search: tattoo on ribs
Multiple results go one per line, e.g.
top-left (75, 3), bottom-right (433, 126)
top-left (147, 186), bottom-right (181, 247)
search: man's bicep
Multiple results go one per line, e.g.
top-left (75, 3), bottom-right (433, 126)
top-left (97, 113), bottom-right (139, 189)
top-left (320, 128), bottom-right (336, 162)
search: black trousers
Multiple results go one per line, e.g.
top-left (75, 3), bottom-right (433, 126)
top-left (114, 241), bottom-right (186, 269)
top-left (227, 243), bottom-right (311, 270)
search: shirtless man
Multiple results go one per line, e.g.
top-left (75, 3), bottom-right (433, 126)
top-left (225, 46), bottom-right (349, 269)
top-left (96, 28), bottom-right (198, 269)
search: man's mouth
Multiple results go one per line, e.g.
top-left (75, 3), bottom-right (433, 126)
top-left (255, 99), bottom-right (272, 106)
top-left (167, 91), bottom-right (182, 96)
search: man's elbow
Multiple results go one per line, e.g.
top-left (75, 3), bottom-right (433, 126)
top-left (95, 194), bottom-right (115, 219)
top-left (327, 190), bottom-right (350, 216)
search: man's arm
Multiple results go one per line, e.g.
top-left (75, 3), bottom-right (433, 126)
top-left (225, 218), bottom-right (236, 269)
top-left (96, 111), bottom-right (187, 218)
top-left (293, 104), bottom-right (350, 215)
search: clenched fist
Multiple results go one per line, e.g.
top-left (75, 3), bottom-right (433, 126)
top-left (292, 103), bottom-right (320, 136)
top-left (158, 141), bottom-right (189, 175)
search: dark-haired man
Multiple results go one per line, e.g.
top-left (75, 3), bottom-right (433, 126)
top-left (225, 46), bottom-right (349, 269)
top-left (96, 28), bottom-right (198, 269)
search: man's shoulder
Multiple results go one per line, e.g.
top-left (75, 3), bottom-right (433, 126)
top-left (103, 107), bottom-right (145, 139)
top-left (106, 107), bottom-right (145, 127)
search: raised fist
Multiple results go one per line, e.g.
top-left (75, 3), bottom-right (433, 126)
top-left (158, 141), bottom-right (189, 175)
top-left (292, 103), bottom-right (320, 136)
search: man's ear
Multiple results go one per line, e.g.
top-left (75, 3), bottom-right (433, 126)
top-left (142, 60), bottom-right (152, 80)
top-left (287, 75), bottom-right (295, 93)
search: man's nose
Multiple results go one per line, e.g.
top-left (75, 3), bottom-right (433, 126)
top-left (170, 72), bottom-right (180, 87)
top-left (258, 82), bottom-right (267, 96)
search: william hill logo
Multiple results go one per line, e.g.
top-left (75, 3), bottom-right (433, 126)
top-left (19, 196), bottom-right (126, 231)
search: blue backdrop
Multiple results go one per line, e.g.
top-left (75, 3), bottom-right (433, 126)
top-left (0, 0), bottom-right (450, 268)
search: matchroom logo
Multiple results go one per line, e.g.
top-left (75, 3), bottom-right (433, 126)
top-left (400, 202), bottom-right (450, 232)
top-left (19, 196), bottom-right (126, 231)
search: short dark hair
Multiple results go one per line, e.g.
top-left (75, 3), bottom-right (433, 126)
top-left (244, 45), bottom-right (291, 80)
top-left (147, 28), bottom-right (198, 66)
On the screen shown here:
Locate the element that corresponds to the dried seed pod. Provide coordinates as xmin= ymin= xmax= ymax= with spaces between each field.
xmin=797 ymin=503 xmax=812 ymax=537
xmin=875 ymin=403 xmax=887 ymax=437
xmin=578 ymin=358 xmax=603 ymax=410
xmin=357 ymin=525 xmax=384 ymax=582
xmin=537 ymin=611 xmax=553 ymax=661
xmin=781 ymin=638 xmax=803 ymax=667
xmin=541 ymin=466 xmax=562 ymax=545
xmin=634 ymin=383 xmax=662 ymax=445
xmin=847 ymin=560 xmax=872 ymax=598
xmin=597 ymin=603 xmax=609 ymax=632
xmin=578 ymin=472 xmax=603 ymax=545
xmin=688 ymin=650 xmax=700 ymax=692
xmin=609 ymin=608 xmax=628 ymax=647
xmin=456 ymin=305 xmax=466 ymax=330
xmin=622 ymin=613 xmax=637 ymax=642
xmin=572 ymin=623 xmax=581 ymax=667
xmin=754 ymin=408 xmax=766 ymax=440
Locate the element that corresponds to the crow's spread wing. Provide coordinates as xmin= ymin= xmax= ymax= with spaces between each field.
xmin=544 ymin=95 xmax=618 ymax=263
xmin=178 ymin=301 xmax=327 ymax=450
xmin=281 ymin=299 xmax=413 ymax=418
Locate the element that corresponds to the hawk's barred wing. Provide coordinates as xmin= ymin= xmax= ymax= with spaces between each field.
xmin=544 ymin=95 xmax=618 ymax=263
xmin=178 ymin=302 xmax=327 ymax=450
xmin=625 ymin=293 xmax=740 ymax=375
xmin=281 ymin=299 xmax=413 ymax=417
++++++++++++++++++++
TASK DETAILS =
Return every line of the listing above unchanged and in its original order.

TASK OUTPUT =
search: tattoo on ribs
Multiple results go one per line, e.g.
top-left (75, 3), bottom-right (433, 126)
top-left (147, 186), bottom-right (181, 247)
search: man's bicep
Multiple results go one per line, e.g.
top-left (75, 3), bottom-right (433, 126)
top-left (97, 113), bottom-right (139, 189)
top-left (320, 128), bottom-right (336, 162)
search: black trousers
Multiple results go one per line, e.g.
top-left (75, 3), bottom-right (433, 126)
top-left (114, 241), bottom-right (186, 269)
top-left (227, 243), bottom-right (311, 270)
search: shirtless man
Multiple results go one per line, e.g.
top-left (75, 3), bottom-right (433, 126)
top-left (225, 46), bottom-right (349, 269)
top-left (96, 28), bottom-right (198, 269)
search: man's mouth
Multiple results go one per line, e.g.
top-left (75, 3), bottom-right (433, 126)
top-left (255, 99), bottom-right (272, 106)
top-left (167, 91), bottom-right (182, 96)
search: man's elbow
Multiple results go one per line, e.g.
top-left (75, 3), bottom-right (433, 126)
top-left (95, 194), bottom-right (115, 219)
top-left (327, 190), bottom-right (350, 216)
search: man's arm
Multiple results go one per line, e.g.
top-left (75, 3), bottom-right (433, 126)
top-left (225, 218), bottom-right (236, 269)
top-left (96, 111), bottom-right (187, 218)
top-left (293, 104), bottom-right (350, 215)
search: clenched fist
Multiple results go one per line, e.g.
top-left (75, 3), bottom-right (433, 126)
top-left (292, 103), bottom-right (320, 136)
top-left (158, 141), bottom-right (189, 175)
search: dark-haired man
Multiple results go one per line, e.g.
top-left (75, 3), bottom-right (433, 126)
top-left (225, 46), bottom-right (349, 269)
top-left (96, 28), bottom-right (198, 269)
search: man's shoulder
Multiple results go one per line, e.g.
top-left (75, 3), bottom-right (433, 126)
top-left (103, 107), bottom-right (145, 139)
top-left (106, 107), bottom-right (145, 127)
search: raised fist
Multiple results go one per line, e.g.
top-left (75, 3), bottom-right (433, 126)
top-left (158, 141), bottom-right (189, 175)
top-left (292, 103), bottom-right (320, 136)
search: man's ear
Multiple results go one per line, e.g.
top-left (75, 3), bottom-right (433, 126)
top-left (142, 60), bottom-right (152, 80)
top-left (287, 75), bottom-right (295, 93)
search: man's nose
Multiple results go one per line, e.g.
top-left (75, 3), bottom-right (433, 126)
top-left (170, 72), bottom-right (180, 87)
top-left (258, 82), bottom-right (267, 96)
search: william hill logo
Multiple results go one per line, e.g.
top-left (75, 3), bottom-right (433, 126)
top-left (19, 196), bottom-right (126, 231)
search: blue backdrop
Multiple results go one per line, e.g.
top-left (75, 3), bottom-right (433, 126)
top-left (0, 0), bottom-right (450, 268)
search: matchroom logo
Multiple results go one per line, e.g.
top-left (75, 3), bottom-right (433, 126)
top-left (400, 202), bottom-right (450, 232)
top-left (19, 196), bottom-right (126, 231)
search: short dark hair
Multiple results go one per line, e.g.
top-left (75, 3), bottom-right (433, 126)
top-left (244, 45), bottom-right (291, 80)
top-left (147, 28), bottom-right (198, 66)
On the screen shown here:
Locate the element that corresponds to the dried seed pod. Provide coordinates as xmin= ymin= xmax= ymax= with spaces between each field.
xmin=797 ymin=503 xmax=812 ymax=537
xmin=875 ymin=403 xmax=887 ymax=437
xmin=578 ymin=358 xmax=603 ymax=410
xmin=357 ymin=525 xmax=384 ymax=582
xmin=537 ymin=611 xmax=553 ymax=661
xmin=781 ymin=638 xmax=803 ymax=667
xmin=541 ymin=466 xmax=562 ymax=545
xmin=634 ymin=383 xmax=662 ymax=445
xmin=847 ymin=560 xmax=872 ymax=598
xmin=597 ymin=603 xmax=609 ymax=632
xmin=578 ymin=472 xmax=603 ymax=545
xmin=688 ymin=650 xmax=700 ymax=692
xmin=609 ymin=608 xmax=628 ymax=647
xmin=456 ymin=305 xmax=466 ymax=330
xmin=622 ymin=613 xmax=637 ymax=642
xmin=572 ymin=623 xmax=581 ymax=667
xmin=754 ymin=408 xmax=766 ymax=440
Locate the element that corresponds to the crow's spread wing. Provide coordinates as xmin= ymin= xmax= ymax= with spaces between each field.
xmin=544 ymin=95 xmax=618 ymax=263
xmin=178 ymin=301 xmax=327 ymax=450
xmin=281 ymin=299 xmax=413 ymax=418
Locate the element that corresponds to the hawk's barred wing. Provide coordinates as xmin= ymin= xmax= ymax= with spaces between each field.
xmin=544 ymin=95 xmax=618 ymax=263
xmin=178 ymin=302 xmax=327 ymax=450
xmin=625 ymin=293 xmax=740 ymax=375
xmin=281 ymin=299 xmax=413 ymax=417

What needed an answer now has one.